SOURCE TEXT:
· · · ·
Dodd-Frank FCPA rewards are available to distributors, resellers, and channel partners who report corporate bribery to the SEC. The Dodd-Frank reward program covers FCPA violations by SEC-regulated companies. The SEC already has made $322 million in reward payments to whistleblowers. This post will discuss how current and former employees of corporate distributors, resellers, partners, and consultants working outside the U.S. may have reward eligible information relating to FCPA violations.
Distributors & Partners: Bribery Paid to Officials Via Margin and Rebates
SEC-regulated companies – such as ones in the technology, medical device, telecom, pharmaceutical, defense, construction, and automotive sectors – will often use resellers and distributors to make sales to government customers. Some of these channel sales involve bribery, and in the vast majority of the cases, the bribes are paid by the channel partners from the margins and rebates received from the SEC-regulated companies.
Let’s examine how this scheme often works by using an example from the medical device sector. Assume an SEC-regulated medical device named ABC Medical sells equipment to its preferred Vietnamese distributor named Viet Reseller for USD $100,000, which then resells the equipment to the Vietnamese Ministry of Health. Under these circumstances, ABC Medical and Viet Reseller might agree that a 5% margin or markup is reasonable, which would mean that the Vietnamese Ministry of Health would pay $105,000 to Viet Reseller. But what if Viet Reseller makes the final sale to the Vietnamese MOH at $200,000, or at 100% margin. One can assume if Viet Reseller makes a small or reasonable margin – which would be sufficient to cover any out-of-pocket expenses Viet Reseller may have and provide it a fair profit for the time invested – that Viet Reseller is not paying bribes or giving kickbacks to MOH officials. On the other hand, if there is a large unexplained margin, then one can assume corruption may be afoot.
Many SEC-regulated companies have agreed-upon margin ranges with their distributors and resellers. But they typically do not want to audit their channel partners’ deal margins because to do so would expose the channel bribery scheme and be very bad for business. In an attempt to create plausible deniability, companies will often contractually agree to not review the end customer contract between the reseller and the government customer. These type of agreements can be indicative of possible corruption.
· · · ·
WORK INSTRUCTIONS:
• 1. Answer these from the post on FCPA whistleblower rewards:
(a) How much has the SEC already paid to whistleblowers in rewards?
(b) In the ABC Medical example, what would the Vietnamese Ministry of Health pay at a 5% margin?
(c) What do companies often contractually agree not to review?
• 2. Using the post on FCPA whistleblower rewards, explain why SEC-regulated companies typically do not audit their channel partners' deal margins.
The items below are not needed here.
· · · ·
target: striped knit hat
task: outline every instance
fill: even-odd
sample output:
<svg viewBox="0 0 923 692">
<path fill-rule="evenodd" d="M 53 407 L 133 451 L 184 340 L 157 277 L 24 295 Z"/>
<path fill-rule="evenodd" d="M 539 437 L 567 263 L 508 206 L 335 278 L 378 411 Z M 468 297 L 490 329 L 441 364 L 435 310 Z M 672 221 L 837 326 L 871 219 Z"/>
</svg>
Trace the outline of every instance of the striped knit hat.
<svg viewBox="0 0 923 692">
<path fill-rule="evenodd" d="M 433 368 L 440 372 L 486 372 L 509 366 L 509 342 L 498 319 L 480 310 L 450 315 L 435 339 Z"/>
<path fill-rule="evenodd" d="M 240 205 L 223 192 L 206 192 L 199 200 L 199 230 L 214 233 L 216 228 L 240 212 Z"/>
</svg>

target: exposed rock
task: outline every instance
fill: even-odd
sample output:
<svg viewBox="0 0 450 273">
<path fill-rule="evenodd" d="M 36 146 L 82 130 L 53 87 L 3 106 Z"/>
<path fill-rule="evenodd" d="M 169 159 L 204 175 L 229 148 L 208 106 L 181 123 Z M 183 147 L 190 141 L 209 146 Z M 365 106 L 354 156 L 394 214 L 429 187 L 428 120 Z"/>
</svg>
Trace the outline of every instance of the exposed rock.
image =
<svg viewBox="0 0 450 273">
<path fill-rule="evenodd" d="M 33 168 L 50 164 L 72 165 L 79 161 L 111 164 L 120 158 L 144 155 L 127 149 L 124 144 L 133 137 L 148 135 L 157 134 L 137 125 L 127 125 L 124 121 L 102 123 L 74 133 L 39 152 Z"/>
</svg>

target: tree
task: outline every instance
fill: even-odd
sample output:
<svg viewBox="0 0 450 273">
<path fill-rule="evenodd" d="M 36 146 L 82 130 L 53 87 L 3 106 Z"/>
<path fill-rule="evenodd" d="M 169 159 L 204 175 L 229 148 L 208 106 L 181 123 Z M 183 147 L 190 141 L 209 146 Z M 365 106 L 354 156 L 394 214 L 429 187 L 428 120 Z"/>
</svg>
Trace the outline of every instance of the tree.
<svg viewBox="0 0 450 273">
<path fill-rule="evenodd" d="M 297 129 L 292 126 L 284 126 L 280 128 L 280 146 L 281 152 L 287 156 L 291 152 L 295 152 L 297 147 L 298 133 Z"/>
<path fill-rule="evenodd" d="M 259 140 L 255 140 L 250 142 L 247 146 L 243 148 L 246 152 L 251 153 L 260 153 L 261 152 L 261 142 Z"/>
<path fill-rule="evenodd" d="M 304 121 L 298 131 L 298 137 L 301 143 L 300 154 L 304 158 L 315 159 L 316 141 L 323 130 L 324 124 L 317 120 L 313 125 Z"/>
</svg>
· · · ·
SOLVED TASKS:
• 1.
(a) $322 million.
(b) $105,000.
(c) The end customer contract between the reseller and the government customer.

• 2. They avoid such audits because auditing the margins would expose the channel bribery scheme and would be very bad for business.